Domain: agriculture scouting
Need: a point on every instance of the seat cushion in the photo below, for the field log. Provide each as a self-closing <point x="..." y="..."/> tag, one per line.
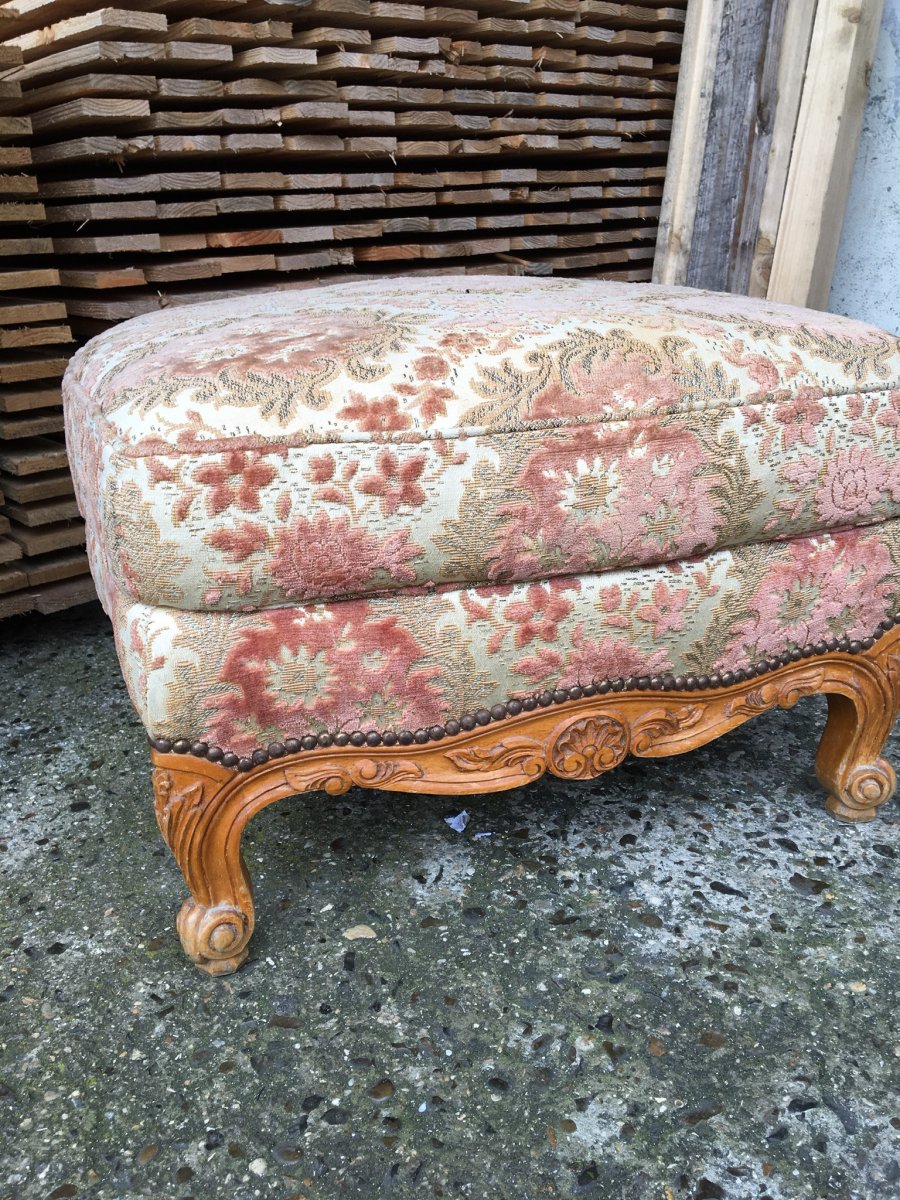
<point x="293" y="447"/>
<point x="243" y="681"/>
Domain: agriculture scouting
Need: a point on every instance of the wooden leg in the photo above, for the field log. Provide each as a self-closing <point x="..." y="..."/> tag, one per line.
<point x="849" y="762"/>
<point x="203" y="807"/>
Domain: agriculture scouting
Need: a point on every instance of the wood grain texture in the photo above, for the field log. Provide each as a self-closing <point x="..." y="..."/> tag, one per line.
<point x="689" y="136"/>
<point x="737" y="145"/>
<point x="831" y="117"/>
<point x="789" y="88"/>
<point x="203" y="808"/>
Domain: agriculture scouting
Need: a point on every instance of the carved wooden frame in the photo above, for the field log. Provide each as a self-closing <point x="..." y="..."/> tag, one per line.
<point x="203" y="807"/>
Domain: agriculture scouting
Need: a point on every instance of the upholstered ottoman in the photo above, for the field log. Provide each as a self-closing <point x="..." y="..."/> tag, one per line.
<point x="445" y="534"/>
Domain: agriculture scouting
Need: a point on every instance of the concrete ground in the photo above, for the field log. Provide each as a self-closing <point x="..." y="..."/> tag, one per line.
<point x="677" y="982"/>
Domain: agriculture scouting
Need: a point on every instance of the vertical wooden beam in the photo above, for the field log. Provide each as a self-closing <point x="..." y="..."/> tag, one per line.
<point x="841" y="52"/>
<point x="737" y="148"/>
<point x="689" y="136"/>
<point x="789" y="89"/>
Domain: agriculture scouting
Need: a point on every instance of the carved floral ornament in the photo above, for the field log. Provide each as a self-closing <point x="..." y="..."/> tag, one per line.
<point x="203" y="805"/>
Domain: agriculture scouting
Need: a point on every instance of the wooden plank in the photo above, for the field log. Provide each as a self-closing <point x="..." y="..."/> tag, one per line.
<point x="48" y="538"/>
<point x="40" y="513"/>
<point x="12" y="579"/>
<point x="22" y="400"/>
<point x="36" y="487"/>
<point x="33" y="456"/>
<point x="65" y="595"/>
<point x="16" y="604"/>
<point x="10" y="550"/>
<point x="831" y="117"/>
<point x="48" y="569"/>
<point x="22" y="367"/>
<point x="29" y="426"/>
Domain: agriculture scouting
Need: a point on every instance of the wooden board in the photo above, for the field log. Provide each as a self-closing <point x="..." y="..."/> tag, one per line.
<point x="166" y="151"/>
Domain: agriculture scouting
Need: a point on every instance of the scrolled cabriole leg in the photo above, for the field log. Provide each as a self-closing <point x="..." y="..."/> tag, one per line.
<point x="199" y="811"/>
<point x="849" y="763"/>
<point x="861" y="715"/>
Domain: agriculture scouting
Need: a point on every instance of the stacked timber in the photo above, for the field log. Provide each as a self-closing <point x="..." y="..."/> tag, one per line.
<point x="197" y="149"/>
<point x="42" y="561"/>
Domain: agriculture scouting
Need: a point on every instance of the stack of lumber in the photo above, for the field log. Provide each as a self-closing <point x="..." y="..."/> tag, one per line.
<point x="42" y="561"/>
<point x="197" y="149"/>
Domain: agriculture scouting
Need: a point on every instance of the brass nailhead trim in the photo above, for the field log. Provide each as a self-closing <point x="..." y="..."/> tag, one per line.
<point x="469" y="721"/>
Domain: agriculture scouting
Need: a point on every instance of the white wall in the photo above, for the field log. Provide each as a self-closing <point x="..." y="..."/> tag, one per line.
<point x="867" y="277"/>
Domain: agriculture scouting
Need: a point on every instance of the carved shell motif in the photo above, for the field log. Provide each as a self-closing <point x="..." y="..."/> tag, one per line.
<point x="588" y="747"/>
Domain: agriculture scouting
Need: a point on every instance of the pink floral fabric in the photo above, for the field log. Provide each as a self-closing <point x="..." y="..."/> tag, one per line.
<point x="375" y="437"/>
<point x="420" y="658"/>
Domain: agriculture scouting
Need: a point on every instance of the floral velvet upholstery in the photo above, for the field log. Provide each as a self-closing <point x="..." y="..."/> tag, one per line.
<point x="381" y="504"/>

—————

- Task instructions -
Working from the lines above, reproduce the material exactly and exclude its pictures.

- Solution for this problem -
Domain: agriculture scouting
Need: a point on every instance of the seat cushion in the photo below, for the field log. Provide each as a self-closing <point x="..." y="..."/> tag, one per line.
<point x="293" y="447"/>
<point x="243" y="681"/>
Domain: agriculture scouting
Need: a point on every instance of the wooden leg in the photo above, for the field log. Provide each as a self-closing <point x="..." y="..."/> tag, one per line.
<point x="849" y="762"/>
<point x="203" y="807"/>
Domain: agriculture scouting
Need: a point on every instance of the wood grain texture in the photo above, for the field log. Provide each as a self-closing <point x="..." y="..."/> tag, one per line.
<point x="689" y="136"/>
<point x="737" y="145"/>
<point x="831" y="117"/>
<point x="789" y="88"/>
<point x="203" y="808"/>
Domain: agriculture scouting
Need: a point on every instance of the carved wooden frame in the photo above, for the field log. Provide each as a self-closing <point x="..." y="..."/> tag, one per line.
<point x="203" y="807"/>
Domain: agriculture scouting
Need: a point on every instance of the upholstered ottoman in the photo above, for the field log. Provide each as a self-closing <point x="..." y="..."/> tag, one per line.
<point x="445" y="534"/>
Domain: agriculture scouting
Need: a point on every instance of the concrete ground in the photo above, for the field log. Provide each as a self-closing <point x="..." y="..."/> tag, one per line.
<point x="677" y="982"/>
Domain: agriculture scouting
Need: a point on every instance of the vertical wooden beam in the photo above, for the field log. Provide each as a self-closing <point x="..." y="..."/> tag, one per line.
<point x="841" y="52"/>
<point x="737" y="148"/>
<point x="689" y="136"/>
<point x="789" y="89"/>
Domain: agriculture scouting
Need: a point on every instance of the carved floral ornament in the photo above, for the field log. Provide each as a self-closing <point x="..." y="..."/> tag, one per line.
<point x="203" y="805"/>
Domain: agriculture scouting
Need: a point on every instance of the wooden plank in the photo above, for the field log. Provide each as a self-closing <point x="..." y="..."/> tag, one per line.
<point x="48" y="538"/>
<point x="40" y="513"/>
<point x="12" y="579"/>
<point x="22" y="400"/>
<point x="36" y="487"/>
<point x="33" y="456"/>
<point x="65" y="595"/>
<point x="16" y="604"/>
<point x="10" y="550"/>
<point x="831" y="117"/>
<point x="48" y="569"/>
<point x="22" y="367"/>
<point x="29" y="426"/>
Domain: agriculture scouting
Need: a point on every instance of the wooden board in the photo above, for the field log. Provide each as a self-closing <point x="..." y="..."/> tag, one per line.
<point x="166" y="151"/>
Domain: agriculture scouting
Need: a point on every instance of the scrolled cabriole leg in the photo above, for the field log. Provide each as a self-closing <point x="..." y="..."/> tag, one per line.
<point x="199" y="811"/>
<point x="849" y="763"/>
<point x="861" y="715"/>
Domain: agriculture scouting
Need: a point on every instance of the stacked timber in the photo above, for the field log. Provide each as a self-closing <point x="..." y="..."/> tag, one per line.
<point x="197" y="149"/>
<point x="42" y="561"/>
Domain: agriculture scouting
Need: a point on every instance of the stack of lumber in the photo above, for the field log. Provide each as a self-closing <point x="..." y="..."/> tag, one per line.
<point x="42" y="561"/>
<point x="197" y="149"/>
Domain: agriculture scouting
Need: a point on every instance of the brass nailhead trim in the photo above, for the field log. Provide each as a self-closing <point x="..." y="..."/> tag, one per line.
<point x="469" y="721"/>
Domain: agriculture scouting
Need: a point on every instance of the white wall in the photo above, for the field log. Provide each as a self-closing <point x="..." y="..."/> tag, one per line.
<point x="867" y="277"/>
Domain: agriculture scouting
Need: a point on every instance of the carved shell motif in the photo above, for the field log. Provide each as a self-closing <point x="..." y="..."/> tag, one per line.
<point x="588" y="747"/>
Domain: agriculture scouting
Need: a point on every instance of the pink floral fabric in the photo above, for the field log. Provide each as a self-closing <point x="..." y="..."/> tag, one per line.
<point x="375" y="437"/>
<point x="420" y="658"/>
Domain: agriculture scouting
Need: a point on every instance of the floral velvet upholstery in the photo above, for the field log. Provide each as a self-closing <point x="..." y="..."/> tag, one per line.
<point x="381" y="504"/>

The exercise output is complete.